### [WORK REQUIRED]
Restate all the material verbatim, except for the pictures.

### [DATA TO PROCESS]
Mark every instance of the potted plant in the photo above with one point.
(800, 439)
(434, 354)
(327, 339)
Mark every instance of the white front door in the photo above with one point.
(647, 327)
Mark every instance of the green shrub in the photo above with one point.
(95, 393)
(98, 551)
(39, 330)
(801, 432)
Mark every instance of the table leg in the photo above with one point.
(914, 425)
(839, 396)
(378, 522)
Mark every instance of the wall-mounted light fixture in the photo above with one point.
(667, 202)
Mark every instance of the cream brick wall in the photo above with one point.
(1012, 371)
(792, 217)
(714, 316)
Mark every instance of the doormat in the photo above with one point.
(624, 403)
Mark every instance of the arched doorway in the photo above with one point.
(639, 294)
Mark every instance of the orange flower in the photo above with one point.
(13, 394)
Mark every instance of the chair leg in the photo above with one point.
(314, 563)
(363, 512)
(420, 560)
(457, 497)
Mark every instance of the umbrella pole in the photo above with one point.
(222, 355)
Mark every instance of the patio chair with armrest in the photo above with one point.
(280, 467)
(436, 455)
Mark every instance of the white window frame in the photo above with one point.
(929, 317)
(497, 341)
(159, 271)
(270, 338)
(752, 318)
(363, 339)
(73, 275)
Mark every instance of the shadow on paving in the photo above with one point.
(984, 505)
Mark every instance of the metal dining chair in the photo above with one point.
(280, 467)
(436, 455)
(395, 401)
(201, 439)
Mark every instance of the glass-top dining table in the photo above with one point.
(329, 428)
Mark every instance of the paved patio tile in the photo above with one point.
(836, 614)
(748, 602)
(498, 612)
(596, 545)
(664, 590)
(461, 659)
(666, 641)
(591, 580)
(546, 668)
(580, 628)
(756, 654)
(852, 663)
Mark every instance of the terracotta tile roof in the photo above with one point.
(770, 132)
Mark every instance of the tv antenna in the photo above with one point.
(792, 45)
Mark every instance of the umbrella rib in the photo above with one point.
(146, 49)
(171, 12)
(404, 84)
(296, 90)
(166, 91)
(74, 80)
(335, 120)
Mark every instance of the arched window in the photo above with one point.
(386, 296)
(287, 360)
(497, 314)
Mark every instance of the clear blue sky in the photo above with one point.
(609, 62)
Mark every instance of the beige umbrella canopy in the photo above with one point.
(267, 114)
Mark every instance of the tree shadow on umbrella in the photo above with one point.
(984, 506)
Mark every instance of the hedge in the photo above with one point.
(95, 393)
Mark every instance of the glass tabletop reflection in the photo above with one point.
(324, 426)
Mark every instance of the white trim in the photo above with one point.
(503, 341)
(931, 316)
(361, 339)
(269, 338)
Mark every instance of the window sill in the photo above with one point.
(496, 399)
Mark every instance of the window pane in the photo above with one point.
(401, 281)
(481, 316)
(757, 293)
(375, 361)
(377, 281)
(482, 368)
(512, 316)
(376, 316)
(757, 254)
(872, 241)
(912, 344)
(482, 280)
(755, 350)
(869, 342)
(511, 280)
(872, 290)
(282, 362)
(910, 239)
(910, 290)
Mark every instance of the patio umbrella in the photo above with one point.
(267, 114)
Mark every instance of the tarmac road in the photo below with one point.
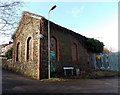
(16, 83)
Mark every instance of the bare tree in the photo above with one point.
(9, 15)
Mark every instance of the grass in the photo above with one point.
(54, 79)
(90, 75)
(99, 74)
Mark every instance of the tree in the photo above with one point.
(8, 54)
(9, 15)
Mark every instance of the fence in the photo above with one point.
(105, 61)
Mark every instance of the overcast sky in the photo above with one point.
(92, 19)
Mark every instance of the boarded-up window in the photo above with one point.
(18, 52)
(74, 52)
(53, 45)
(29, 48)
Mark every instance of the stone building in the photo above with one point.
(30, 53)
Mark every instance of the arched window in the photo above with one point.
(74, 52)
(18, 52)
(53, 47)
(29, 48)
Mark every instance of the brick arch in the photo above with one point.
(75, 52)
(29, 48)
(57, 47)
(18, 51)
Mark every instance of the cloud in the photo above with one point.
(76, 11)
(106, 32)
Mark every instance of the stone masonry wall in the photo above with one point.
(29, 27)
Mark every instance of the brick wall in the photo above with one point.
(37, 67)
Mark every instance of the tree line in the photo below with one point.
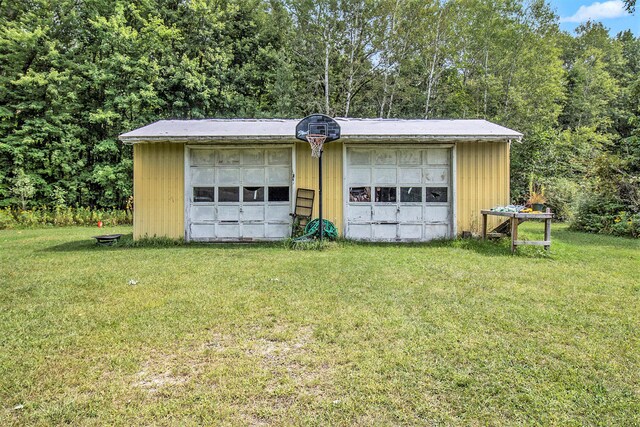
(74, 74)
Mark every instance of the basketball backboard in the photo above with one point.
(318, 124)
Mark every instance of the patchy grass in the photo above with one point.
(451, 333)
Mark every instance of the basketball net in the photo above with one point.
(316, 141)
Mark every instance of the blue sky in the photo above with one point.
(610, 12)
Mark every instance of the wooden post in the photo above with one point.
(547, 233)
(484, 226)
(514, 233)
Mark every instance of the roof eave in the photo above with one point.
(285, 139)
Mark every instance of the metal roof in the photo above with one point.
(352, 129)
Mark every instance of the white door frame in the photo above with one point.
(187, 174)
(452, 167)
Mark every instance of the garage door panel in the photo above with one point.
(410, 231)
(203, 157)
(252, 157)
(235, 174)
(202, 231)
(274, 230)
(384, 231)
(228, 213)
(203, 213)
(228, 157)
(278, 213)
(410, 213)
(253, 231)
(228, 176)
(405, 171)
(228, 230)
(359, 176)
(410, 157)
(360, 157)
(359, 213)
(384, 157)
(409, 175)
(436, 214)
(279, 156)
(201, 176)
(385, 213)
(252, 213)
(384, 175)
(436, 175)
(279, 176)
(253, 176)
(437, 156)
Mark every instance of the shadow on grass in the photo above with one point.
(489, 248)
(126, 242)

### [RESPONSE BELOW]
Mark every instance of the potted plant in the photo above with one point.
(800, 439)
(434, 354)
(327, 339)
Mark every instance of the white front door in the photo above with one point.
(647, 327)
Mark every instance of the green shrub in the photo above with one point.
(95, 393)
(98, 551)
(39, 330)
(801, 432)
Mark every instance of the table leg in the photo above with one point.
(914, 425)
(839, 396)
(378, 522)
Mark every instance of the wall-mounted light fixture in the photo above with one point.
(667, 202)
Mark every instance of the cream brick wall in the photo above with one point.
(1012, 371)
(792, 217)
(714, 316)
Mark every instance of the doormat in the photo above with one point.
(624, 403)
Mark every instance of the arched doorway in the photo above with one point.
(639, 294)
Mark every instance of the orange flower in the photo above with one point.
(13, 394)
Mark every instance of the chair leg in the photo above with one point.
(314, 563)
(363, 512)
(420, 560)
(457, 497)
Mark every instance of the umbrella pole in the photo above with one point.
(222, 355)
Mark every instance of the patio chair with armrest in the photo above with one point.
(280, 467)
(436, 455)
Mark every instance of the white window frame in the photo above with one point.
(929, 317)
(497, 341)
(159, 271)
(270, 338)
(752, 318)
(363, 339)
(73, 275)
Mark every instance of the shadow on paving in the photo above with one point.
(984, 505)
Mark every instance of the metal dining chair in the photo above with one point.
(280, 467)
(436, 455)
(395, 401)
(201, 439)
Mark every instance of the glass-top dining table in the photo above with one point.
(329, 428)
Mark every instance of the paved patio tile in the photo above with one point.
(836, 614)
(748, 602)
(498, 612)
(596, 545)
(664, 590)
(461, 659)
(666, 641)
(591, 580)
(546, 668)
(580, 628)
(756, 654)
(852, 663)
Mark every instance of the terracotta tile roof in the photo above with one point.
(770, 132)
Mark every instance of the tv antenna in the photo above with one point.
(792, 45)
Mark every instance of the umbrella rib in the photo above with one point.
(146, 49)
(171, 12)
(404, 84)
(296, 90)
(166, 91)
(74, 80)
(335, 120)
Mark every instance of the arched window in the photo above with one point.
(386, 296)
(287, 360)
(497, 314)
Mark every instance of the clear blue sky in the photo above with one point.
(609, 62)
Mark every instance of the beige umbrella canopy in the photo above with one point.
(267, 114)
Mark every instance of the tree shadow on umbrella in the photo above with one point.
(984, 506)
Mark every instance of the hedge in the photo above with one point.
(95, 393)
Mark every instance of the glass tabletop reflection in the photo above with one point.
(324, 426)
Mark every instance of the white trim in the photo above with one point.
(503, 341)
(931, 316)
(361, 339)
(269, 338)
Mark every instance of the window sill in the photo above with one point.
(496, 399)
Mark every instance of the window pane in the photo above with one point.
(401, 281)
(481, 316)
(757, 293)
(375, 361)
(377, 281)
(482, 368)
(512, 316)
(376, 316)
(757, 254)
(872, 241)
(912, 344)
(482, 280)
(755, 350)
(869, 342)
(511, 280)
(872, 290)
(282, 362)
(910, 239)
(910, 290)
Mark every instance of the patio umbrella in the photo above with one point.
(267, 114)
Mark every instance of the tarmac road in the photo below with one point.
(16, 83)
Mark every instance of the bare tree in the photo above with one point.
(9, 15)
Mark every instance of the grass in the photo above with one point.
(54, 79)
(90, 75)
(99, 74)
Mark every instance of the tree in the photo above with one point.
(8, 54)
(9, 15)
Mark every instance of the fence in the photo above with one point.
(105, 61)
Mark every instance of the overcast sky in the photo above with one point.
(92, 19)
Mark every instance of the boarded-up window in the photo above with one point.
(18, 52)
(74, 52)
(53, 45)
(29, 48)
Mark every instance of the stone building in the photo above with one point.
(30, 53)
Mark every instance of the arched window in the photo above with one point.
(74, 52)
(18, 52)
(53, 47)
(29, 48)
Mark every instance of the brick arch in the photo above with one point.
(75, 52)
(29, 48)
(57, 47)
(18, 51)
Mark every instance of the cloud in the photo above with one point.
(76, 11)
(106, 32)
Mark every instance of the stone masonry wall in the photo above with one point.
(29, 27)
Mark every instance of the brick wall in the photo above with one point.
(37, 67)
Mark every instance of the tree line in the photo below with one point.
(74, 74)
Mark every instance of the basketball backboard in the photo above with one point.
(318, 124)
Mark every instance of the patchy grass in the photo above with one point.
(451, 333)
Mark every instance of the basketball net in the photo above with one point.
(316, 141)
Mark every instance of the blue sky in the photo above with one point.
(610, 12)
Mark every instance of the wooden post in the photo above with one point.
(547, 233)
(484, 226)
(514, 233)
Mark every instance of the roof eave in the photo above with one point.
(285, 139)
Mark every instance of the metal roof in the photo above with one point.
(352, 129)
Mark every instance of the white door frame in the photo above with one point.
(187, 174)
(452, 167)
Mark every instance of the garage door panel in the photo above with one point.
(410, 231)
(203, 157)
(252, 157)
(235, 174)
(202, 231)
(274, 230)
(384, 231)
(228, 213)
(203, 213)
(228, 157)
(278, 213)
(410, 213)
(253, 231)
(228, 176)
(405, 171)
(228, 230)
(359, 176)
(410, 157)
(360, 157)
(359, 213)
(384, 157)
(409, 175)
(436, 214)
(279, 156)
(201, 176)
(385, 213)
(252, 213)
(384, 175)
(436, 175)
(279, 176)
(253, 176)
(437, 156)
Mark every instance of the shadow on grass in the photo above with one point.
(489, 248)
(126, 242)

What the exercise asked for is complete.